## Entries from a point annotation set:
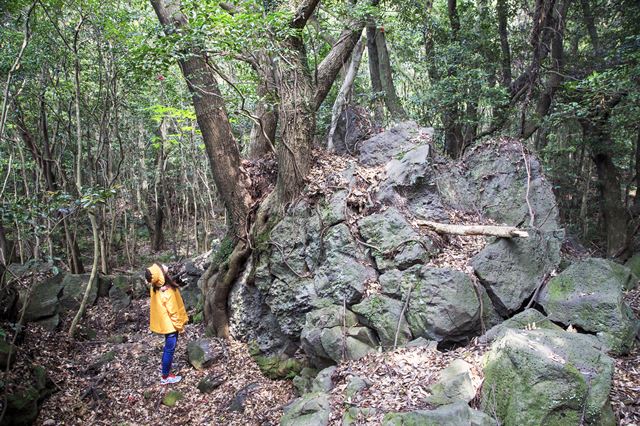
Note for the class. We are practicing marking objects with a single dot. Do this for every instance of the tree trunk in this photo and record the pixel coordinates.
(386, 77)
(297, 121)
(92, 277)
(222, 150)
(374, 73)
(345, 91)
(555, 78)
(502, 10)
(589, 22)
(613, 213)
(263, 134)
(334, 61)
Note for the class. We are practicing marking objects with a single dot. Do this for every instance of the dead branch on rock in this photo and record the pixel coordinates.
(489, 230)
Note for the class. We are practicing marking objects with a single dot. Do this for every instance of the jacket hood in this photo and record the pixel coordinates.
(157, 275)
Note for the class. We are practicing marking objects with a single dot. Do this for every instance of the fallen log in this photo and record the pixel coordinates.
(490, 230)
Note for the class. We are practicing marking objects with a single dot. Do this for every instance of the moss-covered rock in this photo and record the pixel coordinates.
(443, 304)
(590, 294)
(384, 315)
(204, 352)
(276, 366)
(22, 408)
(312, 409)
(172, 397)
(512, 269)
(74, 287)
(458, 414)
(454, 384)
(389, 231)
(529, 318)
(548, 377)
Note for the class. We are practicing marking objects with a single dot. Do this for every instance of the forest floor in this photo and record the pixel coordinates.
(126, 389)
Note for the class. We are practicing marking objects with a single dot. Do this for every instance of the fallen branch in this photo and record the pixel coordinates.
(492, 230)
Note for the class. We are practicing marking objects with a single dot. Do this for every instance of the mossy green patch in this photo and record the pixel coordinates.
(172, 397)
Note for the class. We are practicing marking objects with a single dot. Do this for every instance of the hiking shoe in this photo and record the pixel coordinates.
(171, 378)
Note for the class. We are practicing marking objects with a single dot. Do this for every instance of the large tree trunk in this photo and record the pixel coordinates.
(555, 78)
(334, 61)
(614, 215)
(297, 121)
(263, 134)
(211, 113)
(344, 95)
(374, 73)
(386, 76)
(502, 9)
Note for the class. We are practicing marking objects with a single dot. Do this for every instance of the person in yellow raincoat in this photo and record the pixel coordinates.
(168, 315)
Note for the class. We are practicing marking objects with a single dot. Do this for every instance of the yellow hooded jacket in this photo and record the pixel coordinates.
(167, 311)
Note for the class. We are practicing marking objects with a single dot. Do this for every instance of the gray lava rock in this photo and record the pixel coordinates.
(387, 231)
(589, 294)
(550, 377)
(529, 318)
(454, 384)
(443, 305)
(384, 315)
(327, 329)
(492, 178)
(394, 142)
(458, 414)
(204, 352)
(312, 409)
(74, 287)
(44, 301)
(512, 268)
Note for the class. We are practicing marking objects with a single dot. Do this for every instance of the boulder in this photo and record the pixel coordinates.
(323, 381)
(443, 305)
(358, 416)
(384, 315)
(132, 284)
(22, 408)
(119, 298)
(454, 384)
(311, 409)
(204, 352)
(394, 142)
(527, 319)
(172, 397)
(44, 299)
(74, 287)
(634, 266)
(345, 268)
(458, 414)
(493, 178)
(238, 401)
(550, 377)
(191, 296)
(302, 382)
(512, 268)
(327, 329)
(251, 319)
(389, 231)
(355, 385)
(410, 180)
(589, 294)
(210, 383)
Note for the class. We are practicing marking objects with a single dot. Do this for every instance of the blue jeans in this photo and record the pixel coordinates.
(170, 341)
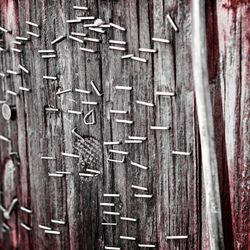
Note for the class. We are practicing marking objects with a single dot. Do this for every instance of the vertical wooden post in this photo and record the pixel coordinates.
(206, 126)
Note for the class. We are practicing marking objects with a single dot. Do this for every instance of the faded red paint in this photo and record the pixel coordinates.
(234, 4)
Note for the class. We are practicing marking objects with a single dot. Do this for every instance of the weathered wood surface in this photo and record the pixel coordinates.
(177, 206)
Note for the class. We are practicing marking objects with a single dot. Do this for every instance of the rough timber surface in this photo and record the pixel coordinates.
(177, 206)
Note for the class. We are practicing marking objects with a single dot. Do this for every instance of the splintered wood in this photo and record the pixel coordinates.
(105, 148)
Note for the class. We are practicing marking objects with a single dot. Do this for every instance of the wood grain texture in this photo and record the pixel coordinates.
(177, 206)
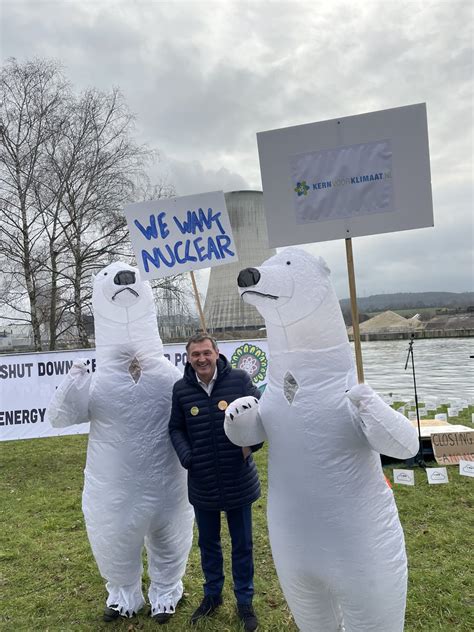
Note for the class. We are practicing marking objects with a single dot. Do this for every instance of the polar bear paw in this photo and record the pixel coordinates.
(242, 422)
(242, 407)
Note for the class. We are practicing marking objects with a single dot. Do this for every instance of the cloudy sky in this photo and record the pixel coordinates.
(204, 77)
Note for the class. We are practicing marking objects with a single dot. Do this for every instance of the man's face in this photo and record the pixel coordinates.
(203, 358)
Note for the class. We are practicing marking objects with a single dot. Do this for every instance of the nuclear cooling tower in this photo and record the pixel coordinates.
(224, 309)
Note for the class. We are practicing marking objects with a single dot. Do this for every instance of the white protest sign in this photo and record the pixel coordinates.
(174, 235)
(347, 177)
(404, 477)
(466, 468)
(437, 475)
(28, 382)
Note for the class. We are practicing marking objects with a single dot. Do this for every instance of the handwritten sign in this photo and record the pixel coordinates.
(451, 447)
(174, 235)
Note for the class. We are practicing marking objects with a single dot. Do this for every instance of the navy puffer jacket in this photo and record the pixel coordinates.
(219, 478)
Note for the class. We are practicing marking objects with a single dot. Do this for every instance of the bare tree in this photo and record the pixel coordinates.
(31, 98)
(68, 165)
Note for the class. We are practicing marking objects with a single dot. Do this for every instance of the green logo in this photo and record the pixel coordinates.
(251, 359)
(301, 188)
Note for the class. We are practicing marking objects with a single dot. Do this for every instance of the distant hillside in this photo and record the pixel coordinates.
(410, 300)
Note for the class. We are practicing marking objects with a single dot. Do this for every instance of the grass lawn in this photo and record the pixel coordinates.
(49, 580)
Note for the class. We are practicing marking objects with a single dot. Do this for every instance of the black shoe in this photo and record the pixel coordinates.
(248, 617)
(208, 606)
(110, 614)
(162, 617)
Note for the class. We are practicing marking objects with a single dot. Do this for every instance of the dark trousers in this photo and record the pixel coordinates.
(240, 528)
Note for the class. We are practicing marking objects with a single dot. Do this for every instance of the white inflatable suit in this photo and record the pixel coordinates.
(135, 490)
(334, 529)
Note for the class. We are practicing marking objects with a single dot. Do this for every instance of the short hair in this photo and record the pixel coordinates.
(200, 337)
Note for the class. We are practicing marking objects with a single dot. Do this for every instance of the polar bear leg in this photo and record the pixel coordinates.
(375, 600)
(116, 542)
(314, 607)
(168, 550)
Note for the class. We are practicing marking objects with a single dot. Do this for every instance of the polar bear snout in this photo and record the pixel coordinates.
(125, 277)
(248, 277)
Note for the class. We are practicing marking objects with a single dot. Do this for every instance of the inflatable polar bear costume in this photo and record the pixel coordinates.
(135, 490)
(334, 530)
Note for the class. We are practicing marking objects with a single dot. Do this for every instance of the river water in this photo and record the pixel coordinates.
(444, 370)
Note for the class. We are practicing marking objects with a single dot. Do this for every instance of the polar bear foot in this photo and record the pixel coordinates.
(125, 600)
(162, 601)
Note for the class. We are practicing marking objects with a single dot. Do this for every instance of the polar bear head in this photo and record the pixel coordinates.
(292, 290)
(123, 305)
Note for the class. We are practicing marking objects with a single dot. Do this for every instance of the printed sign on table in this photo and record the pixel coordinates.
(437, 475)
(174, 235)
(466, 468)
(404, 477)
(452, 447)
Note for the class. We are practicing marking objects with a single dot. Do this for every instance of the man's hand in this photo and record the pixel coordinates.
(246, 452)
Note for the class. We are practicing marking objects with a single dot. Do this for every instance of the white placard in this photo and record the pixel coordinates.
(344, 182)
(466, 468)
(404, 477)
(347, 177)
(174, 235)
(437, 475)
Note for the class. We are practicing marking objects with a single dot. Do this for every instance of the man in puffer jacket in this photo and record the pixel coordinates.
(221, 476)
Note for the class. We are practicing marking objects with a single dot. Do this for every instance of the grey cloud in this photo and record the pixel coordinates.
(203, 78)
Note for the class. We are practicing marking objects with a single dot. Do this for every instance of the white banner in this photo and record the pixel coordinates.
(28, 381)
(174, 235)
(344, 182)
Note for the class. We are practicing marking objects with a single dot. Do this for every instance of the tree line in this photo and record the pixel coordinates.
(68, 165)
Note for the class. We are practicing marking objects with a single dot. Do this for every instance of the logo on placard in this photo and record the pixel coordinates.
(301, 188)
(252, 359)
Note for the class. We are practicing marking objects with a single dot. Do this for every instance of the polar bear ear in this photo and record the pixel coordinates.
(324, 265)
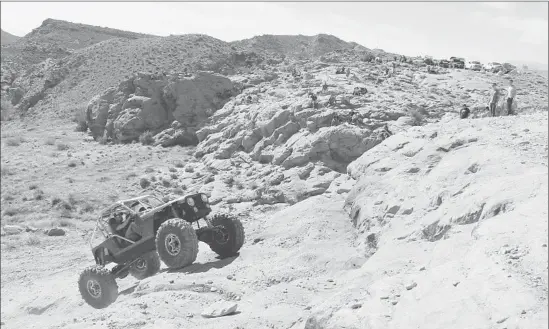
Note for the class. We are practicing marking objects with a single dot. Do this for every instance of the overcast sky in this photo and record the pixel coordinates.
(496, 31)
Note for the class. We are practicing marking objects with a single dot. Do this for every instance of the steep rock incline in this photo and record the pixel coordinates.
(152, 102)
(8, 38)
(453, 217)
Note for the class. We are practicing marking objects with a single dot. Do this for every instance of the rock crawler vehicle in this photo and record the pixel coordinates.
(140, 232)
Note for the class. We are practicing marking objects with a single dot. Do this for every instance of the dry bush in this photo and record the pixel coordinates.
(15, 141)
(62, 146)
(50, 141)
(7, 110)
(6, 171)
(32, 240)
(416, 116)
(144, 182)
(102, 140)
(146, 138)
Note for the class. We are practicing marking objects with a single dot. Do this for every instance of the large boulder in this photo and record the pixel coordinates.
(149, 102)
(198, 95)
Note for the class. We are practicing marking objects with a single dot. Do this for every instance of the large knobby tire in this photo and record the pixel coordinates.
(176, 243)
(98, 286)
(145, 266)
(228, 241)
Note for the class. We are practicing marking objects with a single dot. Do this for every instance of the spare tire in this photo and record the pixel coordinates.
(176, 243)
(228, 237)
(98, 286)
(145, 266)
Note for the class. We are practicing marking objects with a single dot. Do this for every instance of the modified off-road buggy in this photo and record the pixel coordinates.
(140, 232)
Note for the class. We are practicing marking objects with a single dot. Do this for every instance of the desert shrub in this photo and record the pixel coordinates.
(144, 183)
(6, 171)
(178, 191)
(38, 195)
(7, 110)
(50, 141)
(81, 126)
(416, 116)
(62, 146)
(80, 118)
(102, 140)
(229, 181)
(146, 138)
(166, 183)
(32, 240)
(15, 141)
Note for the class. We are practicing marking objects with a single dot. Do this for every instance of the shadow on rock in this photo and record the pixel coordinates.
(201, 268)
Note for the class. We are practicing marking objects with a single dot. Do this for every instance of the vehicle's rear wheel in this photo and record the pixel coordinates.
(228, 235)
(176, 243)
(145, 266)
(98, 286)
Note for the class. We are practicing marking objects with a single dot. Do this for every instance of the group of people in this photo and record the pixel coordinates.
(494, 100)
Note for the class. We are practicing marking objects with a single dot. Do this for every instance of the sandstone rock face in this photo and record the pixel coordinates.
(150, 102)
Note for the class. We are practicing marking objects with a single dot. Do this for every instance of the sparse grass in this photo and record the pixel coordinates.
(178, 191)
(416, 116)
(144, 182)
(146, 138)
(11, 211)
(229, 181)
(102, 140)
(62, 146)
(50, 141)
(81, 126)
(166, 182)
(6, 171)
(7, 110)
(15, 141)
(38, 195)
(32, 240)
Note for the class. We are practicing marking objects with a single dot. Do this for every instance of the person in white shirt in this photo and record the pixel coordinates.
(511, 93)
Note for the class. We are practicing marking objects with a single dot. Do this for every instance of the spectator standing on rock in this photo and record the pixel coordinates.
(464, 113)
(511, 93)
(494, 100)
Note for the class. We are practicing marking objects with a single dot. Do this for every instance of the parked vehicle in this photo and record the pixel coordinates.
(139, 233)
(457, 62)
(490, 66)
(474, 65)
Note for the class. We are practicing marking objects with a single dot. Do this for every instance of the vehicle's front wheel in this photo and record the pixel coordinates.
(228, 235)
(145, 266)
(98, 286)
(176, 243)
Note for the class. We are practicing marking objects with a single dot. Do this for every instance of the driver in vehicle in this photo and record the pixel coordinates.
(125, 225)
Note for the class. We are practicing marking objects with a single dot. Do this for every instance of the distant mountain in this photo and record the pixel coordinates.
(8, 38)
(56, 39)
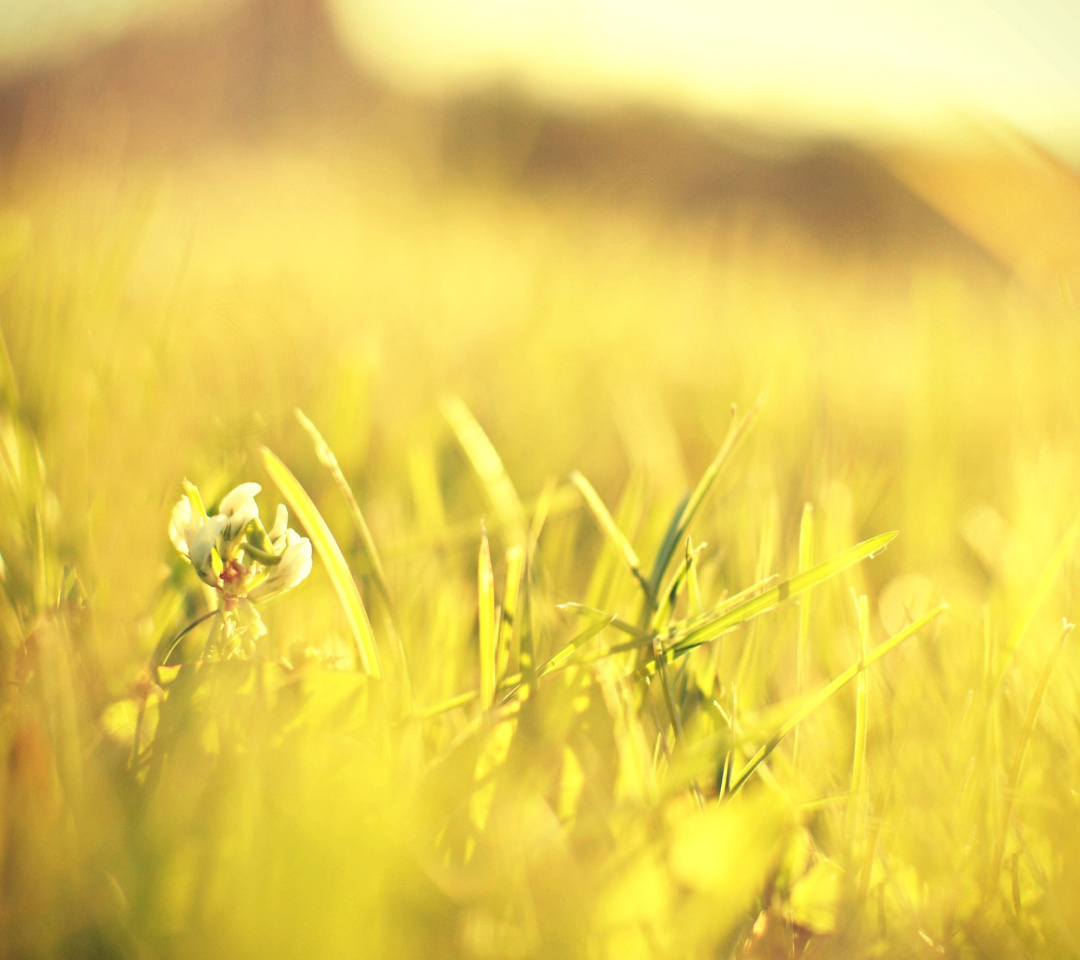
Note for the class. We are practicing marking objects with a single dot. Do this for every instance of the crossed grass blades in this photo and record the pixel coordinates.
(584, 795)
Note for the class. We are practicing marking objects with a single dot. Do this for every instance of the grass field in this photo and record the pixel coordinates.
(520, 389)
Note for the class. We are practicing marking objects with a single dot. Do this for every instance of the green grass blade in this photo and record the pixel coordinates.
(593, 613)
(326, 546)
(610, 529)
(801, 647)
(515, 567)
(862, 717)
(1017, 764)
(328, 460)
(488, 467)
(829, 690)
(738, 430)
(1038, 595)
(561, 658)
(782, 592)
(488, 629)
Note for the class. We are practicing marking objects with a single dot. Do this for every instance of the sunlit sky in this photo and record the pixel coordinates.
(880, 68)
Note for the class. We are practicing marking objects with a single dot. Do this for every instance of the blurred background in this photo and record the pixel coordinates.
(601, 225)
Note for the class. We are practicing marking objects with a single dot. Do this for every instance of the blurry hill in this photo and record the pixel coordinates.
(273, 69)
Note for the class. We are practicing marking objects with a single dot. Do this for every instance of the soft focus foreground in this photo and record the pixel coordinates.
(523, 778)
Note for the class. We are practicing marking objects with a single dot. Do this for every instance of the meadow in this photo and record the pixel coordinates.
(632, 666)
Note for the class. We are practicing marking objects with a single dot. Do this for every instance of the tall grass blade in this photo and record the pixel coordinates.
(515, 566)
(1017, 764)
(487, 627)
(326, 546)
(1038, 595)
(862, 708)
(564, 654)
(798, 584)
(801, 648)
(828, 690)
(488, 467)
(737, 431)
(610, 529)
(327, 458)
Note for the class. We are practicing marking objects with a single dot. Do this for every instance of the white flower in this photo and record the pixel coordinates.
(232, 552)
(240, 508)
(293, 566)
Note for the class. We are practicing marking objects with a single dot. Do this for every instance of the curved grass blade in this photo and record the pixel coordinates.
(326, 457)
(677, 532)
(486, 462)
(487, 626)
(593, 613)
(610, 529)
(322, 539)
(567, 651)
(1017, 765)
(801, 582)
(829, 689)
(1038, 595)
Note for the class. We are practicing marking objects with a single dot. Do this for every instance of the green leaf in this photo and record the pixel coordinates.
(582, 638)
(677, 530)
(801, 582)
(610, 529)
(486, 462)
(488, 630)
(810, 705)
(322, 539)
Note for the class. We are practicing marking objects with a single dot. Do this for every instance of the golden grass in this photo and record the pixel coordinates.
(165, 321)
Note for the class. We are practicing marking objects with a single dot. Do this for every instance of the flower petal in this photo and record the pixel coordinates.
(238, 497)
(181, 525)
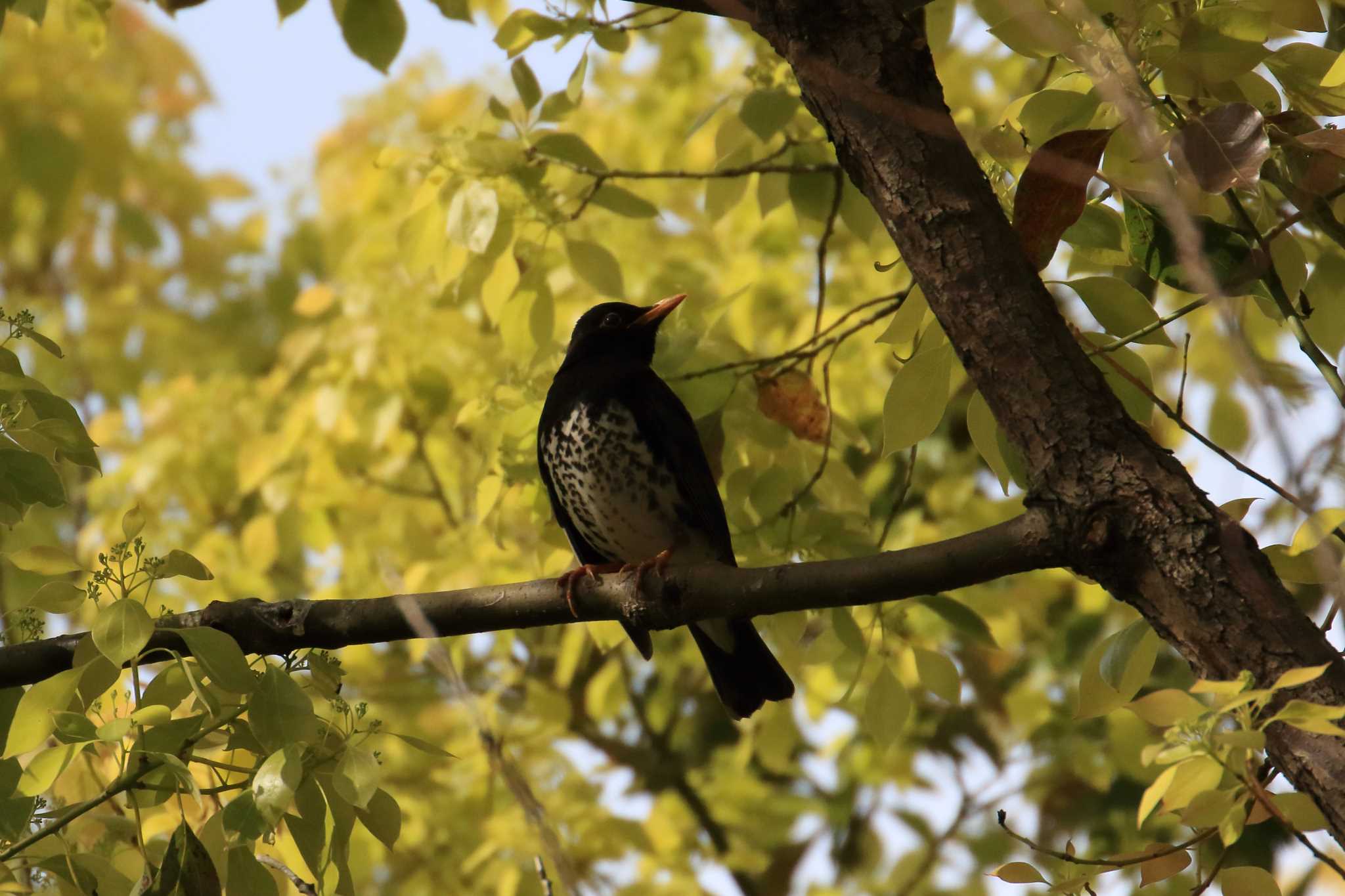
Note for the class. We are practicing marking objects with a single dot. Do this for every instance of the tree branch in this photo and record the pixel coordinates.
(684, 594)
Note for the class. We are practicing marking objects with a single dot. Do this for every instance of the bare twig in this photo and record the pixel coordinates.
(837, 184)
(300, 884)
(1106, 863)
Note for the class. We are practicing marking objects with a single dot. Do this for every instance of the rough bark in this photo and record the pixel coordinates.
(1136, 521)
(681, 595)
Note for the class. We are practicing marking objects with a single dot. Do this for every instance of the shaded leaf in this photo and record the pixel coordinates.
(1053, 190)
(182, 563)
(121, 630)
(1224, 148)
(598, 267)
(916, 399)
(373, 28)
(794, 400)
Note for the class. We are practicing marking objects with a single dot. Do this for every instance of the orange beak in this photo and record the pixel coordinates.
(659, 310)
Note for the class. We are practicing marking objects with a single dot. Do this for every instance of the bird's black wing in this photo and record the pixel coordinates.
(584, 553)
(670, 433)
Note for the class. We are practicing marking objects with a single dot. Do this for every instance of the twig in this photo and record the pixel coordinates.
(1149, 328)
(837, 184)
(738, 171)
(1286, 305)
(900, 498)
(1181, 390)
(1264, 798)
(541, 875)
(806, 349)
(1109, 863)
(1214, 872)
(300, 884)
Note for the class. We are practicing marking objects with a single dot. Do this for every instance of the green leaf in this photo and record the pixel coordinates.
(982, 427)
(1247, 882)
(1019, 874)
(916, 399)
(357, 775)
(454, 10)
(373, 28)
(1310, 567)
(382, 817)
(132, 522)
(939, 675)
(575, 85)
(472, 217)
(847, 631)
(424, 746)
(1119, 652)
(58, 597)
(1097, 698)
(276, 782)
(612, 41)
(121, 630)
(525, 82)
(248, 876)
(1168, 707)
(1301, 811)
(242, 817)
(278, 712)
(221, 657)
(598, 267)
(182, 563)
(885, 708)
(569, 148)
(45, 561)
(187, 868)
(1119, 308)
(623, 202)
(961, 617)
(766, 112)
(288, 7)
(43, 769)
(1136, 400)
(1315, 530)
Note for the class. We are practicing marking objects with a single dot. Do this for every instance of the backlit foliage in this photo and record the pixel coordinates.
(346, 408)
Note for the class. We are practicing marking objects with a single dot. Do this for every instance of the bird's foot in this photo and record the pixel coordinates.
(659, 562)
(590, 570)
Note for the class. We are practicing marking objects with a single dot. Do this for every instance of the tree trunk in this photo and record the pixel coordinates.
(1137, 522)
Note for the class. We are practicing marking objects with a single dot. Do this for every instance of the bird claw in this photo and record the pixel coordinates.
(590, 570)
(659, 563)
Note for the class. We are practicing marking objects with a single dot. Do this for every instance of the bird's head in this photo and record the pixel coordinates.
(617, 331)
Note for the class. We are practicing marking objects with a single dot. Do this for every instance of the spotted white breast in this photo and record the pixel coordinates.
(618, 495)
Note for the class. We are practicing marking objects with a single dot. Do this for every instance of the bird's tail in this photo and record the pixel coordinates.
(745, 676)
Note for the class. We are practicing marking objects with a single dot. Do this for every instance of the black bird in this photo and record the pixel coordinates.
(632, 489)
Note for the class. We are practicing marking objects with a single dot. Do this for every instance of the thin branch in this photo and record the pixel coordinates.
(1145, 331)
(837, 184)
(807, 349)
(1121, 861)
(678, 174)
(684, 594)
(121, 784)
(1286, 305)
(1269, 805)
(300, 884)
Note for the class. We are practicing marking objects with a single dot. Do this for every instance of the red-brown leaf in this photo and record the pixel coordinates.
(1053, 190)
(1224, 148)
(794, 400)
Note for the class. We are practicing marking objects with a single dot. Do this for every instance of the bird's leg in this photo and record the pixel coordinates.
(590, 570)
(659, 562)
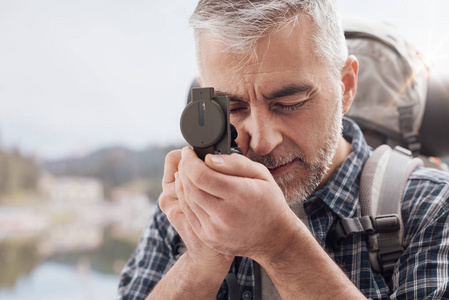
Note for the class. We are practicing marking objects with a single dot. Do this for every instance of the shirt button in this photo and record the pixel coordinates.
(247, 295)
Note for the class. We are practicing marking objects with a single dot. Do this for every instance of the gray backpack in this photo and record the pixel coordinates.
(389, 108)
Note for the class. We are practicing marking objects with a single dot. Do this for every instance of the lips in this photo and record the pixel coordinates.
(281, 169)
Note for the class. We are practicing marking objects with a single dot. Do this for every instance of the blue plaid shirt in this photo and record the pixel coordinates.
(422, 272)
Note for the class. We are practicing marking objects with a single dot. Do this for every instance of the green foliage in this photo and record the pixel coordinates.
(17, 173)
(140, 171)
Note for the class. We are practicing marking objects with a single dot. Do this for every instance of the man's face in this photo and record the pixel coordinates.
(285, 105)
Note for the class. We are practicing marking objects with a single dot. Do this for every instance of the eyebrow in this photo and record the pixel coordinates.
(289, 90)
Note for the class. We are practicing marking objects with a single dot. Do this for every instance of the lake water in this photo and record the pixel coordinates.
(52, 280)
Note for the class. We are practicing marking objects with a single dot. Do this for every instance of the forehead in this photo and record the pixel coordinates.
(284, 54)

## WHAT YOU NEED TO DO:
Begin at the line containing "the blue plaid" and reproduce each line through the end of the records above.

## WORKED ANSWER:
Note for the class. We are practicing marking objects with a single dot. Do this for every instance of the blue plaid shirt in this photo and record the pixel coordinates.
(422, 272)
Note for the class. We are practicing marking objects with a single dot. Do this for every instance of the green foliage in this photo and record the pixel coordinates.
(17, 173)
(140, 171)
Note for the class. We are practicing marking objects with a single dot. Do this for every instance of the man's face in this photo and record the pixel coordinates.
(285, 105)
Note for the class. We are practicing marking objects with a single dot. Do this for every instance of the eyebrow in this photo and record the pixel coordinates.
(289, 90)
Note for the class. We are practicing marking objects with a single dot. Do this for every instance of the lake water in this photo and record the pixel coordinates.
(52, 280)
Note for the class. We are practicing marking objects with a single dot. Do this for every instance of the forehead in this photo and record the pixel coordinates.
(284, 54)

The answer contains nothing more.